Give back every line of the entries unchanged, from the very first line down to the line that contains "[[[82,103],[88,103],[88,48],[81,48],[81,98]]]", with both of those lines included.

*Input data*:
## Begin

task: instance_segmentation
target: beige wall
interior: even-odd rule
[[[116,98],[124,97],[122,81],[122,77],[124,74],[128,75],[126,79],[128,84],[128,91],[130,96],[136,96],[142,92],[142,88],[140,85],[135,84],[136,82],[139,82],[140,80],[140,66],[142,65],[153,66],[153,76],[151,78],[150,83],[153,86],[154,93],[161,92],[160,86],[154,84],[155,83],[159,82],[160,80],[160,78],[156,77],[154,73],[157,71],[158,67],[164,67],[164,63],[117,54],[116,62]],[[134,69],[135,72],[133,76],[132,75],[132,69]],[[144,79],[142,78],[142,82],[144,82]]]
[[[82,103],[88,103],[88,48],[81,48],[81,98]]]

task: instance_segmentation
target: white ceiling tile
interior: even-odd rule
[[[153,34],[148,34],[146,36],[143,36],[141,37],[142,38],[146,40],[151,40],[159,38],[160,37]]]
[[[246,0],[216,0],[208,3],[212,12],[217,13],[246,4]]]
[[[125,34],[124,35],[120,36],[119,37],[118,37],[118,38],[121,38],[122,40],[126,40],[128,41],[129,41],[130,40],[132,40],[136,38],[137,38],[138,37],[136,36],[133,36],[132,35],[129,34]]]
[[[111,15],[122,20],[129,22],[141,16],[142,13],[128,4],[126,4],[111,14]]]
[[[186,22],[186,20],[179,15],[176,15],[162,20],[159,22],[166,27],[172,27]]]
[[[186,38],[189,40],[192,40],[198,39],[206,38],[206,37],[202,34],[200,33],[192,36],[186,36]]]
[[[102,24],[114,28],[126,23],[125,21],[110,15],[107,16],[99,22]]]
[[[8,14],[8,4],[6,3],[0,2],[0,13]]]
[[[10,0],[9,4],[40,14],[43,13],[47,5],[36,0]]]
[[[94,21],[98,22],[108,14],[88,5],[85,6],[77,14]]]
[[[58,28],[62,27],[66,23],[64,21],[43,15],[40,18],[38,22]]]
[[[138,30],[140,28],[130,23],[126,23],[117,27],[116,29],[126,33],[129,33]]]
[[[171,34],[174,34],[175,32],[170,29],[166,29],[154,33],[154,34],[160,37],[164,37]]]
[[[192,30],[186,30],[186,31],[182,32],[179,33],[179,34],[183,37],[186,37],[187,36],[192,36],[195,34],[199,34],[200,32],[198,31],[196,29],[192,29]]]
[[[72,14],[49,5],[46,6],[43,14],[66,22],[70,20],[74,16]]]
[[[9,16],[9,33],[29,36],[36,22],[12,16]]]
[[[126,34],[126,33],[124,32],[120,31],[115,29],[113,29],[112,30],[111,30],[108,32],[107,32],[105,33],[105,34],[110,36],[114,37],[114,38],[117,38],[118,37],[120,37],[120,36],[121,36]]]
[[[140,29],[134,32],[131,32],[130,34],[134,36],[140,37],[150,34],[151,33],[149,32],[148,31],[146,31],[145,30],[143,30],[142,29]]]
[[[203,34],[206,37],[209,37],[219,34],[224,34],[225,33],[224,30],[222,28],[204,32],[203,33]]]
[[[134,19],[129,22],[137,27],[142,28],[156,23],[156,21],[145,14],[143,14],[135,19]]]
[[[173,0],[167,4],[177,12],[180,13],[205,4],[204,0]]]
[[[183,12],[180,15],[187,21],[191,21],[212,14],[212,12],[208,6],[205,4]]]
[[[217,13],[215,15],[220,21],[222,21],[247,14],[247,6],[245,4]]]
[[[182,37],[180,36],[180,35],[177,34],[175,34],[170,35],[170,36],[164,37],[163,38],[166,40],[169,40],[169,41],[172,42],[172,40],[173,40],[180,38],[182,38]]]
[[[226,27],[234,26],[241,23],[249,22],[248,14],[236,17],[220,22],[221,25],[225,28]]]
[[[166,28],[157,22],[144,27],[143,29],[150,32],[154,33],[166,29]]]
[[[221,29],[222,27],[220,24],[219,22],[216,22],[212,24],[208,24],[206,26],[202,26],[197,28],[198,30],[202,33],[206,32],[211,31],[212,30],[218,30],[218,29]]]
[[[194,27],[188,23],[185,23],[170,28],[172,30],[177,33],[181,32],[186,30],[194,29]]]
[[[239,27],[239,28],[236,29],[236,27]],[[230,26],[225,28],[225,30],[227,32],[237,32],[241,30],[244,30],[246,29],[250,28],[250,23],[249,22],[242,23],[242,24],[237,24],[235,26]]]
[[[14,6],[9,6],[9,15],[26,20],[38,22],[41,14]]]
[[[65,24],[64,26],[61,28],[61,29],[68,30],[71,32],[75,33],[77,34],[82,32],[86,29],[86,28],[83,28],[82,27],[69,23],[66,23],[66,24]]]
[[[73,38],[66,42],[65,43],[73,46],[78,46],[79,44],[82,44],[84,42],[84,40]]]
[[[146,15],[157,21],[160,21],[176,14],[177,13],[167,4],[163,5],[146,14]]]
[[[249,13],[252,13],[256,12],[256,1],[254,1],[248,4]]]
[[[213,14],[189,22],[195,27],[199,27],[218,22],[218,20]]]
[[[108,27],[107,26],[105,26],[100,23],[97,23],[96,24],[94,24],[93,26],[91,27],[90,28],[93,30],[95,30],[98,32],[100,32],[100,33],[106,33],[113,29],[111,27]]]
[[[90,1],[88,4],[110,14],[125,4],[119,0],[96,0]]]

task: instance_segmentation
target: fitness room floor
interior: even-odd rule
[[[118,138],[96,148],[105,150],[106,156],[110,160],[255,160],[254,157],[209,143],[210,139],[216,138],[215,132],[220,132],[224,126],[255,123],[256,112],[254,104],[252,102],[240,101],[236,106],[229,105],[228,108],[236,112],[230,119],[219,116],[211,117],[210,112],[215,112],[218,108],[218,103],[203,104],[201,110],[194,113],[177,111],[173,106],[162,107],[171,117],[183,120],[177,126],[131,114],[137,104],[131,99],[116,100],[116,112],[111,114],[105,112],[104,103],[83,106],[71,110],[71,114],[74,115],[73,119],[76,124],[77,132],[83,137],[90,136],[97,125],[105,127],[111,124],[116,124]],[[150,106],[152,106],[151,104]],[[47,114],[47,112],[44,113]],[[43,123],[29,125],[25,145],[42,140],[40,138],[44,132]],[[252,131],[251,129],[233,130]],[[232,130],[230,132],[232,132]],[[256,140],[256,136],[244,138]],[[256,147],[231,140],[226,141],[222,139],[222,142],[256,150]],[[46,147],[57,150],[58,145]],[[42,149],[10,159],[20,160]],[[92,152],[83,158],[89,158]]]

## End

*Result for this exercise*:
task: instance_segmentation
target: beige wall
interior: even-odd rule
[[[116,98],[124,97],[122,81],[122,77],[124,74],[128,75],[126,79],[128,84],[128,91],[130,96],[136,96],[142,92],[142,88],[140,85],[135,84],[136,82],[139,82],[140,80],[140,66],[142,65],[153,66],[153,76],[151,78],[150,83],[153,86],[154,93],[161,92],[160,86],[154,84],[155,83],[159,82],[160,80],[160,78],[156,77],[154,73],[157,71],[158,67],[164,67],[164,63],[117,54],[116,62]],[[134,69],[135,72],[133,76],[132,75],[132,69]],[[144,79],[142,78],[142,82],[144,82]]]
[[[82,103],[88,103],[88,48],[81,48],[81,98]]]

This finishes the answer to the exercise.